Edit DVR items has been there for a while too. But the new "Delete" button for an individual caller-ID item is new. Used to be you could only clear the entire list.


----------



## Randy_B (Apr 23, 2002)

Pepper said:


> Edit DVR items has been there for a while too. But the new "Delete" button for an individual caller-ID item is new. Used to be you could only clear the entire list.


Edit has been there as long as we have had our 522. It took us a while to figure out that edit was where they hid the clean up function. Maybe we are a bit obtuse but that one was not very obvious.


----------



## Presence (Mar 14, 2004)

Apart from the menu changes, one thing I did notice on L236 that has not been mentioned yet: the FONT on the menus and guide has changed. Plus, the guide moves around a lot faster now.


----------



## BuckeyeChris (Apr 20, 2004)

Anybody else wake up to find that their Favorites list had changed? Mine was changed from "All Sub" to "List 1." I'm not sure if this ongoing nuisance is limited to 522 units, but it's been going on since I've had my 522 for a year now.

Also, somebody at Dish likes the British spelling of favorite. Under the Favorites menu option it says "Currently Active Favo*u*rites."


----------



## Pepper (Mar 9, 2004)

BuckeyeChris said:


> Under the Favorites menu option it says "Currently Active Favo*u*rites."


I wonder if they accidentally included part of the BEV software in the build by mistake...?


----------



## Kaydigi (Dec 31, 2003)

Does this update fix the audio dropouts?


----------



## kklingbeil (May 2, 2005)

so i am not the only one with a 522, that is having audio drop outs.
i talked to a dealer who sold Directv and Dish, and when i told him
i was having audio drop outs with my 522, well he was not so nice with his replay. that he has never heard of that type of problem. i hope Dish fixes this problem soon. but at least they fixed the problem when my audio and video would get out of sync.


----------



## Racerx (Dec 5, 2004)

Well, he is a liar, because that problem is well documented with this reciever. I have had this very same problem, not to mention other problems, from day 1. I don't think I have had one single recording, free of audio dropouts, and video blotches, yet. To matters worse, yesterday, it lost several of my recordings, on the harddrive. E* better pull it's head out of it's collective behinds, and start fessing up to, and fixing, these issues. Directv is starting to look prett good, once again!


----------



## OakIsle (Feb 14, 2005)

I haven't received the L 236 software update as of yet for my 522. Do they send it out to everyone all at once, or over several days?

My unit had worked better for the past couple of weeks, but last night it wouldn't stop dropping audio and coming back out of sync. Of course this was only on pre-recorded shows, but this is not acceptable.

BRIEF 1
Pull out every line of the listing that contains the word "white".

DATA PROVIDED
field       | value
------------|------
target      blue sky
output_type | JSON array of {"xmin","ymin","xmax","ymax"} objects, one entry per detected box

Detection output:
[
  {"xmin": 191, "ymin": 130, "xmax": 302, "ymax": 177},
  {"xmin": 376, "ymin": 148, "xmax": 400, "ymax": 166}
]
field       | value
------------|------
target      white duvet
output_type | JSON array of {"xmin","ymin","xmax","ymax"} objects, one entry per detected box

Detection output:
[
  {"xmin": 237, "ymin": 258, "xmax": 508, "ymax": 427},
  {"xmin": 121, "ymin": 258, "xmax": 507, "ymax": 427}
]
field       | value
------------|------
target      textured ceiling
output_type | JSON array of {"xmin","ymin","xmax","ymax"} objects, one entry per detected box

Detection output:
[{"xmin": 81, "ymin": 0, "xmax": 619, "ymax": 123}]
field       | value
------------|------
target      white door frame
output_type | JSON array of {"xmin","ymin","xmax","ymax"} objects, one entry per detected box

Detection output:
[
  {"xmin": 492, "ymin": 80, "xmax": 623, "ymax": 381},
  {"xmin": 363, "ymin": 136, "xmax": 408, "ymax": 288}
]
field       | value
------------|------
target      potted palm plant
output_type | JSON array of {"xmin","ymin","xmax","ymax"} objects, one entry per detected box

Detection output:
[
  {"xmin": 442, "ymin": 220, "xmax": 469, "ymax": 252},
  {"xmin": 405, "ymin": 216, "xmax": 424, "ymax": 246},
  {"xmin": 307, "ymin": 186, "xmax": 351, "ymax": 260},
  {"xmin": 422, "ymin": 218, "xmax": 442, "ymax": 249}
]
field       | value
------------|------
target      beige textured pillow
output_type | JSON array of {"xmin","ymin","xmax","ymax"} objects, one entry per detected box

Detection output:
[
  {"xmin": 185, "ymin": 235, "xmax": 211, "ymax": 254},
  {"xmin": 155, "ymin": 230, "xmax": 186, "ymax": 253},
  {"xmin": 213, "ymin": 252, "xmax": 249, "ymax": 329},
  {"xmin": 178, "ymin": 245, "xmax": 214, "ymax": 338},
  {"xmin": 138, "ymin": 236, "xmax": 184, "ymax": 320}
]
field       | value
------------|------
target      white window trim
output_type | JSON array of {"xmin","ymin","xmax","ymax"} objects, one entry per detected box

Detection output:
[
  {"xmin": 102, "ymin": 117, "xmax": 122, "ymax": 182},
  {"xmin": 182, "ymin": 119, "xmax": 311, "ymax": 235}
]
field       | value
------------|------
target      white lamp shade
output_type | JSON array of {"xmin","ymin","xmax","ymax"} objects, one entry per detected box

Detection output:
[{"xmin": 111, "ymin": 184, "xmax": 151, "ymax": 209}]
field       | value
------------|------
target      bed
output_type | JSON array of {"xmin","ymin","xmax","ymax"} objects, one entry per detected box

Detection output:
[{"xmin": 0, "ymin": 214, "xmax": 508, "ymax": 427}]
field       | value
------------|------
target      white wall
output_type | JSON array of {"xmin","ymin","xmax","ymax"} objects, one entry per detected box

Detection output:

BRIEF 2
Answer these questions from the forum thread above:
(a) In Randy_B's post, what was hidden under edit?
(b) What did BuckeyeChris find his Favorites list changed from and to?
(c) Which software update has OakIsle not yet received for the 522?

EXERCISE OUTPUT 1
target      white duvet
target      white door frame
target      white window trim
target      white lamp shade
target      white wall

EXERCISE OUTPUT 2
(a) The clean up function.
(b) It was changed from "All Sub" to "List 1."
(c) The L 236 software update.